■ Alıntı:
· · · · ·

Yargıtay Kararı 8. Hukuk Dairesi 2016/9843 E. 2019/11249 K. 11.12.2019 T.

YARGITAY KARARI
DAİRE : 8. Hukuk Dairesi
ESAS NO : 2016/9843
KARAR NO : 2019/11249
KARAR TARİHİ : 11.12.2019

MAHKEMESİ :Asliye Hukuk Mahkemesi
DAVA TÜRÜ : Muhdesatın Tespiti

Taraflar arasında görülen ve yukarıda açıklanan davada yapılan yargılama sonunda Mahkemece, davanın kabulüne karar verilmiş olup hükmün davalı Hazine vekili tarafından temyiz edilmesi üzerine, Dairece dosya incelendi, gereği düşünüldü.

KARAR

Davacılar vekili, dava dilekçesinde sınırları belirtilen taşınmazda bulunan taş duvar, meyve bahçesi, duvarın üzerinde bulunan demir korkuluk, bahçe içerisinde bulunan korkuluk, beton merdiven, demir kapılar ve kümesin vekil edenince yapıldığını belirterek, muhtesatların aidiyetinin vekil edenine ait olduğunun tespitine karar verilmesini talep ve dava etmiştir.
Davalı vekili, davanın reddini savunmuştur.
Mahkemece, davanın kabulüne karar verilmiştir. Hüküm, davalı vekili tarafından temyiz edilmiştir.
Dava, muhtesat tespiti isteğine ilişkindir.
1. Toplanan deliller ve tüm dosya kapsamından; dosya muhtevasına, dava evrakı ile yargılama tutanakları münderecatına ve mevcut deliller mahkemece takdir edilerek karar verildiğine, takdirde bir isabetsizlik bulunmadığına göre, davalı vekilinin aşağıdaki bendin kapsamı dışında kalan temyiz itirazları yerinde görülmemiştir.
2. Davalı vekilinin diğer temyiz itirazlarına gelince;
22.12.1995 tarihli ve 1/3 sayılı Yargıtay İçtihadı Birleştirme Kararında da vurgulandığı gibi Eşya Hukukunda, muhdesattan, bir arazi üzerindeki kalıcı yapı ve tesisler ile bağ ve bahçe şeklinde dikilen ağaçları anlamak gerekir.

· · · · ·

■ Yönerge: Muhdesat tespitine ilişkin Yargıtay kararını, metnin bittiği yerden devam ettirin. Sonraki materyalin bu çalışmayla hiçbir ilgisi yoktur.

■ Gösterilen Veriler:
· · · · ·

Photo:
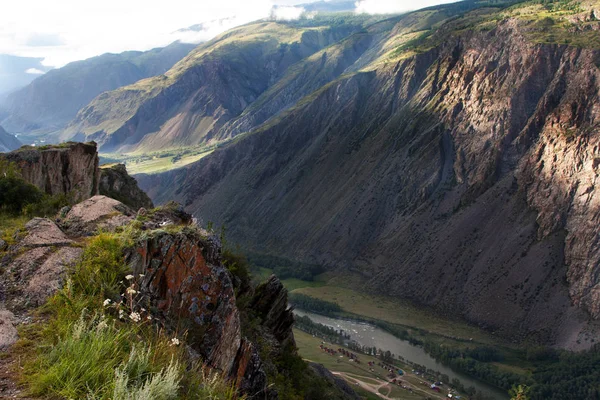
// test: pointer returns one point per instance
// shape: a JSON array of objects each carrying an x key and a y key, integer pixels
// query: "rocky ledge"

· · · · ·

■ Alıştırma Cevabı:
Duraksamadan belirtmek gerekir ki; mevcut bir muhdesata sonradan yapılan imalatlar yeni bir muhtesat meydana getirme sayılamayacağı gibi, bu amaçla yapılan giderler de mevcut muhdesata değer kazandıran faydalı ve zorunlu giderlerdendir. Aynı şekilde bütünleyici parça niteliğinde olmayıp her zaman için ana taşınmazdan sökülüp götürülebilen ve taşınmazdan ayrılması mümkün olan eşyalar da teferruat niteliğindedir. Bu nitelikteki eşyalar yönünden muhdesat aidiyeti davası açılamayacağı, iyileştirici nitelikteki giderlerden paya düşenden fazlasını ancak koşullarının varlığı halinde Türk Borçlar Kanunu’nun 77 ve devam eden maddeleri hükmüne ve sebepsiz zenginleşme kurallarına göre açılacak eda nitelikli bir alacak davası ile istenebileceği kuşkusuzdur. Eda davası açma hakkının bulunduğu hallerde bu davaya öncü olacak bir tespit davası açılmasında hukuki yarar bulunduğundan söz edilemez. Hemen belirtmek gerekir ki hukuki yarar dava koşuludur.
Somut olaya gelince; mahallinde yapılan keşif sonucunda, dosyaya ibraz edilen bilirkişi raporlarına göre; aidiyetinin tespiti istenen ve Mahkemece kabulüne karar verilen, çardak(10,5 m2) ve korkuluk(124,84m X 1m) taşınmazın bütünleyici parçası, dolayısıyla muhdesat niteliğinde değildir.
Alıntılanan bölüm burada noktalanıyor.